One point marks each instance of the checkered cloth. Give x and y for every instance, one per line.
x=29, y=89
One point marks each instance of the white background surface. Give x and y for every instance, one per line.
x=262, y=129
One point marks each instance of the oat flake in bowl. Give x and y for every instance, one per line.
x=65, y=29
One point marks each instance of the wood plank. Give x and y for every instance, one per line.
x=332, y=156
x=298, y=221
####
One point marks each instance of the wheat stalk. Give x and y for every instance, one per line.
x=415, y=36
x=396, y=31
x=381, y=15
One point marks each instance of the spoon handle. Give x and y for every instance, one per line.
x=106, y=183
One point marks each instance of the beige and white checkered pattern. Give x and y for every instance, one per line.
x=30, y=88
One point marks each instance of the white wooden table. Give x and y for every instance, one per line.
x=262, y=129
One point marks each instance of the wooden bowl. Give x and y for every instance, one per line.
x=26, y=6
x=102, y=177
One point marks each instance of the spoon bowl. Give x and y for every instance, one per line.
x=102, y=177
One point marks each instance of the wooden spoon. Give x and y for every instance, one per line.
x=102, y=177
####
Rewrite the material from the line containing "One point marks each instance of the white background" through the line containing "x=298, y=221", replacing "wood plank" with "wooden board" and keeping everything else the same. Return only those lines.

One point marks each instance of the white background surface. Give x and y for every instance, one per line.
x=262, y=129
One point marks each instance of the oat flake in bowl. Give x and y for every instance, one per line.
x=65, y=29
One point marks each instance of the wooden board. Give x and y for every instance, one per line.
x=332, y=156
x=298, y=221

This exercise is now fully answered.